start Excerpt provided

Like a phoenix from the ashes, she arose. Eugenia Galtsoff’s life of privilege wasn’t without challenges and hardships. Born upper-middle class in Moscow, Russia, Eugenia’s early years were rich with the advantages afforded affluent Victorian Europeans. That began to wane with the death of her father when she was just 10 years old. By the time she was pursuing higher education, political and social turmoil was erupting throughout Russia. Revolutions, World War I, and the Russian Civil War culminated into a perfect storm. Eugenia and her scientist husband, Paul S. Galtsoff, were forced to flee Russia and immigrate to the United States. Starting a new life in a country very different from their own had its struggles and uncertainty, but Eugenia and Paul persevered. It was with mythological strength and fortitude that they both rose up to make great contributions to science, creating a successful life more than 5,000 miles away from their homeland.
This year marks NOAA Fisheries’ 150th anniversary. We’re taking a look back at some of the notable women scientists who made amazing contributions to the Northeast Fisheries Science Center and its research. Eugenia Galtsoff's work helped further what we know about our region’s marine life. This is her phoenix story.

end Excerpt provided
start Records shown

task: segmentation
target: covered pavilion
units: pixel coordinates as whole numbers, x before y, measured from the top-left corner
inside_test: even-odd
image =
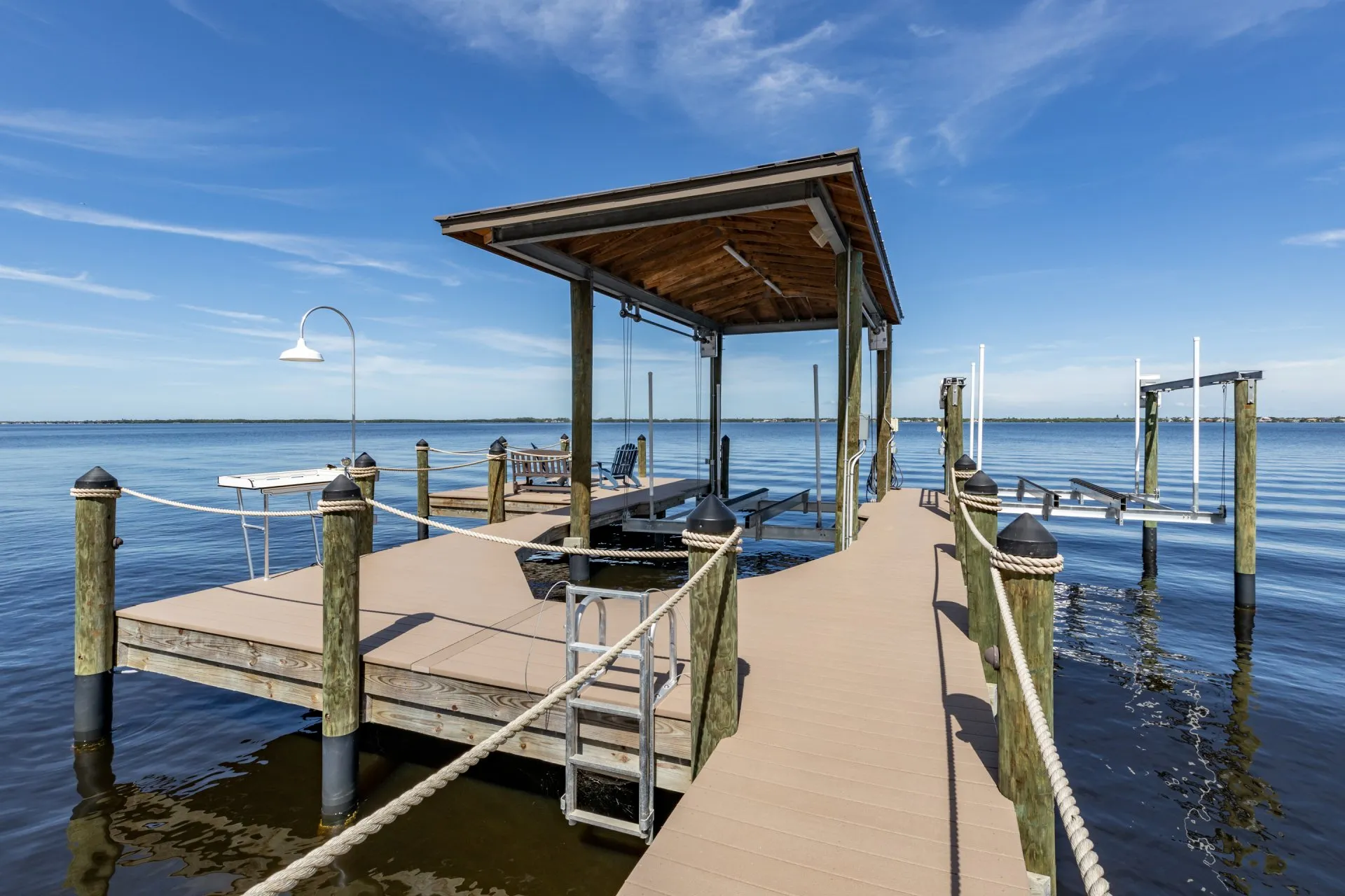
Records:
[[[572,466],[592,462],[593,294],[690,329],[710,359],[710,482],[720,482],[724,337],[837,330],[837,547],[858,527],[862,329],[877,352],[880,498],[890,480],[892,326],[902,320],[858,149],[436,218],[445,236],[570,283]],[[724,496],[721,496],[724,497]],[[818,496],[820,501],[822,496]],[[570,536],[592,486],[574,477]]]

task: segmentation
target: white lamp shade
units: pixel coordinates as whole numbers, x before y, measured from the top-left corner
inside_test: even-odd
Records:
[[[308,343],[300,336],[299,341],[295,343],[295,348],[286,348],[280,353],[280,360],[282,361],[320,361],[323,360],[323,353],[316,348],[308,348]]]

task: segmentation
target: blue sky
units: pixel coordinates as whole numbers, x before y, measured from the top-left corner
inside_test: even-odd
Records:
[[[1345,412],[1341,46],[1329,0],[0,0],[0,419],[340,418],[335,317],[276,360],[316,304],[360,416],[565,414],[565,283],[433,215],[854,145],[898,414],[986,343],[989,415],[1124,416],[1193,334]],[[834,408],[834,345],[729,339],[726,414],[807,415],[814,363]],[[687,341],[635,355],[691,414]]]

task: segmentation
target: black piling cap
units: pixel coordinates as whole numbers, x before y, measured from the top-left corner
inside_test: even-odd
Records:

end Records shown

> Job 1:
Answer these questions about the Eugenia Galtsoff profile:
(a) In which city was Eugenia Galtsoff born?
(b) How old was she when her father died?
(c) Which anniversary does NOAA Fisheries mark this year?
> Job 2:
Print all the rows of the region outline entries verbatim, line for line, and leave the pictures out.

> Correct output 1:
(a) Moscow, Russia
(b) 10 years old
(c) Its 150th anniversary

> Correct output 2:
task: segmentation
target: covered pavilion
units: pixel coordinates as whole numbers, x before y, measured from the top-left corner
inside_test: even-odd
image =
Records:
[[[572,466],[592,462],[593,294],[690,329],[710,359],[710,482],[720,482],[724,337],[837,330],[837,547],[858,527],[862,329],[877,352],[880,498],[890,480],[892,326],[902,320],[858,149],[436,218],[445,236],[570,283]],[[724,496],[721,496],[724,497]],[[818,496],[820,501],[822,496]],[[570,536],[592,486],[574,477]]]

task: segmentation
target: white lamp shade
units: pixel coordinates as whole numbers, x before y, measured from the top-left corner
inside_test: even-odd
Records:
[[[308,343],[300,336],[299,341],[295,343],[295,348],[286,348],[280,353],[280,360],[282,361],[320,361],[323,360],[323,353],[316,348],[308,348]]]

task: segmentation
target: blue sky
units: pixel coordinates as whole numbers, x before y, measured from the top-left corner
inside_test: even-odd
Records:
[[[1345,412],[1341,46],[1329,0],[0,0],[0,419],[340,418],[335,317],[276,360],[316,304],[360,416],[565,414],[565,283],[433,215],[854,145],[898,414],[986,343],[989,415],[1124,416],[1193,334]],[[834,408],[834,345],[729,339],[726,414],[807,415],[814,363]],[[687,341],[635,355],[691,414]]]

task: segmentation
target: black piling cap
units: pixel coordinates as whole numbers, x before y, measured from the top-left corner
inside_test: even-odd
Records:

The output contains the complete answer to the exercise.